[EXERCISE OBJECTIVE]
Output the records exactly as they appear, with no pictures included.

[MATERIAL FOR THIS TASK]
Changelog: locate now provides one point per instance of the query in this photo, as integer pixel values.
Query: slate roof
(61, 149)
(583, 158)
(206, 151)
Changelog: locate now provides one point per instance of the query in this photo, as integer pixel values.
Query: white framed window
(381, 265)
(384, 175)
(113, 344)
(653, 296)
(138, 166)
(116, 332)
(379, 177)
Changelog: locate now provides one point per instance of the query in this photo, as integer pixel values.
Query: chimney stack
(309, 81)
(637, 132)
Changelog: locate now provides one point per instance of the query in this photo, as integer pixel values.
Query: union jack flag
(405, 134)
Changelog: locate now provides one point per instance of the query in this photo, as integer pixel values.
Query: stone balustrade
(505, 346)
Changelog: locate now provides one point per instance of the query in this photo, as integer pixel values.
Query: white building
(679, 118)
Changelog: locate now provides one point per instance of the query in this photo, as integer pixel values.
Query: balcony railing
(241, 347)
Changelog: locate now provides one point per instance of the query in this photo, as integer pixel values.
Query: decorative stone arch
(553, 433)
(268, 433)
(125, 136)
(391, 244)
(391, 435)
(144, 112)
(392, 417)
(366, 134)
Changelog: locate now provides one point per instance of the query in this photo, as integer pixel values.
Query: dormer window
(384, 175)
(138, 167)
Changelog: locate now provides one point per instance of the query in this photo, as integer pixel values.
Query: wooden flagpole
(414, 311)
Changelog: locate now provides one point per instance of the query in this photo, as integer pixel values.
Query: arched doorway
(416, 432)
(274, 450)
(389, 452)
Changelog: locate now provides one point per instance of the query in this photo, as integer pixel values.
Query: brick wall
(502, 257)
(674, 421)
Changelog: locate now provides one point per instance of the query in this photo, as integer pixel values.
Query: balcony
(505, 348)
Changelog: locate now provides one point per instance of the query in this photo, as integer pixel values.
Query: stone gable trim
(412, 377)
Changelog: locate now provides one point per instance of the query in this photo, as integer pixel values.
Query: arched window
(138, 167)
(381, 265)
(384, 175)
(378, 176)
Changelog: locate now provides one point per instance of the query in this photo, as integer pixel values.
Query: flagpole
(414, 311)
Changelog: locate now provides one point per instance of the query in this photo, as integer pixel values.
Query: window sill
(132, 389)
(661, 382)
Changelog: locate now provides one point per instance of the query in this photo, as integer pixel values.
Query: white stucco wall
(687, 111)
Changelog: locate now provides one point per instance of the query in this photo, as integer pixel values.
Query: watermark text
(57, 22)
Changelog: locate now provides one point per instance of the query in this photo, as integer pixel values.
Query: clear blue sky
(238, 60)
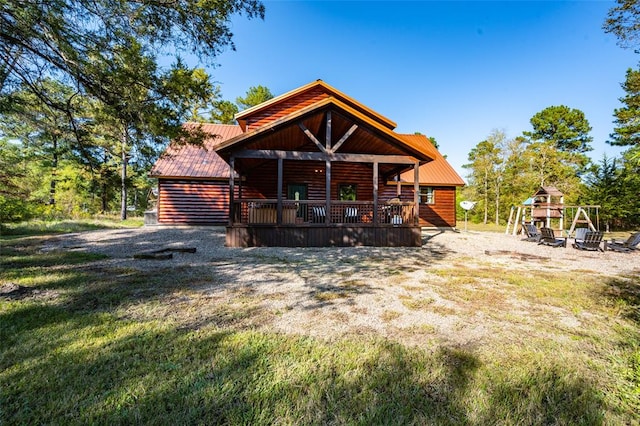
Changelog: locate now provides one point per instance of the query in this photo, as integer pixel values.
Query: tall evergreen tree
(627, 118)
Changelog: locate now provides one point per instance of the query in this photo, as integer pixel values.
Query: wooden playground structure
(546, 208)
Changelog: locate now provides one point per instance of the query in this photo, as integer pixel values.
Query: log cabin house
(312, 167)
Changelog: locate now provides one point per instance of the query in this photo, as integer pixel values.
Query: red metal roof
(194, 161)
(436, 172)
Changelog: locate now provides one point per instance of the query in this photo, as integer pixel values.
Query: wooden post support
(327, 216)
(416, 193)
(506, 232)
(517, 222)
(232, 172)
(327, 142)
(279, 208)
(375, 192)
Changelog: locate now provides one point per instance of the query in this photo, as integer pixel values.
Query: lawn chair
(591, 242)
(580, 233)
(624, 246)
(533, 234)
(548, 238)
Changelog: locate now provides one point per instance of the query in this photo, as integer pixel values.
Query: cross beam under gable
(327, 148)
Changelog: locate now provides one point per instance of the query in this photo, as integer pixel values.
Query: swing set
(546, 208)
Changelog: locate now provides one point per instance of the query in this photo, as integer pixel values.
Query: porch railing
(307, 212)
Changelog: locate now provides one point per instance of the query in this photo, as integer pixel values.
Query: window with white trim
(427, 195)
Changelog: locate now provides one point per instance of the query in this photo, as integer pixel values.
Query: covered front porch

[THE REPLY]
Changelog: locate now provides one point per instance of the query in this photo, as integer pixel values.
Query: slate roof
(61, 149)
(583, 158)
(206, 151)
Changelog: locate now provides one point per instance of the query in this photo, as integer pixel values.
Query: white framed window
(381, 265)
(384, 175)
(113, 344)
(653, 296)
(138, 166)
(116, 332)
(379, 177)
Changelog: locate now provides one point per instance of the query in this photo, as integer pixel values.
Query: chimney stack
(309, 81)
(637, 132)
Changelog: locate now provides one point per instance of the query in this photo, as integer pixel values.
Query: union jack flag
(405, 134)
Changelog: locate now provides one point per instance of the query in this photo, as integer pixel values.
Query: stone balustrade
(505, 346)
Changelog: locate now provides one point per instance of the query in this photo, as integer pixel values.
Query: white building
(679, 118)
Changelog: locate now provides one point per instance of the query in this photo, as integer pixel values.
Query: balcony railing
(241, 347)
Changelog: locate now provides one point per instance of the query in this photo, as integer pixel values.
Query: decorative stone arch
(553, 433)
(268, 433)
(125, 136)
(391, 244)
(391, 435)
(144, 112)
(392, 417)
(366, 134)
Changelog: locate now provides one point per instance of the query in this photo, as integer pixel values.
Query: dormer window
(384, 175)
(138, 167)
Changelog: locate now provides one point per instance of the query in this photo, as integer pixel values.
Query: wooden flagpole
(414, 311)
Changelog: locate now provides one point per instance of the query in this photo, as integer pixel values.
Query: arched doorway
(416, 432)
(274, 450)
(389, 452)
Changelog: locate now provides one point per instance of the query in this photo, as integer pixel values.
Query: brick wall
(502, 257)
(674, 421)
Changelog: locate now provides one point per instance of the query in this photo, as integer pixel values.
Query: balcony
(505, 348)
Changelog: locate now provides one point per instance of the query in this photo, as integer pixel values.
Query: stone gable trim
(412, 377)
Changelog: locate now provides one point per instance of the query in this photo, as integer pixel values.
Query: arched window
(138, 167)
(381, 265)
(384, 175)
(378, 176)
Changelog: locate now provides one point per instance of the query in this photo, as integer pixel values.
Query: flagpole
(414, 311)
Changelog: locate now provides one point per instance of the query in this photo, as integer pixel values.
Query: window sill
(132, 389)
(661, 382)
Changelog: locate now provides one point per instance of the query in this photo, as integer pixel values.
Query: white stucco wall
(687, 111)
Changelog: locate now provides one point per instance of the query in this photo, as integer pixel values.
Query: watermark text
(57, 22)
Changelog: locate now provides one point per instance of the query in this photo, as integer pixel values.
Query: clear blue sky
(238, 60)
Changelog: locate now provides one point per instance of the query in this photo, as integer pixel values.
Query: tall evergreen tree
(627, 118)
Changelog: locate now provides one point per instance of the query in this photo, as integer pixel values.
Query: wooden playground structure
(546, 208)
Changelog: locate now provides one point per instance of the query in this photo, as integer pixel values.
Query: log cabin house
(312, 167)
Changelog: locate now provides one point per instance of the query in this photo, as integer pixel values.
Query: red metal roof
(194, 161)
(436, 172)
Changelog: locate now provides one point per instance of the query in this photo, as integer pixel values.
Query: wooden post support
(327, 216)
(416, 193)
(506, 232)
(517, 222)
(232, 172)
(327, 142)
(279, 208)
(375, 192)
Changelog: locate now provides one point per instance of the query in this photo, as integer pixel values.
Query: lawn chair
(591, 242)
(580, 233)
(624, 246)
(533, 234)
(548, 238)
Changelog: locate now provides one point per instance of the query in this photo, as integer pixel values.
Query: cross beam under gable
(327, 148)
Changelog: locate now provides one point per instance of the query in this photo, as integer pixel values.
Query: swing set
(546, 208)
Changelog: locate now provides one point per instance of the query in this photo, as integer pixel values.
Query: porch railing
(307, 212)
Changelog: locate now provides one point per instance of the query in this photo, as integer pixel values.
Query: window with white trim
(427, 195)
Changelog: locate now provides one point per instance of the query in this photo, as integer pixel values.
Query: covered front porch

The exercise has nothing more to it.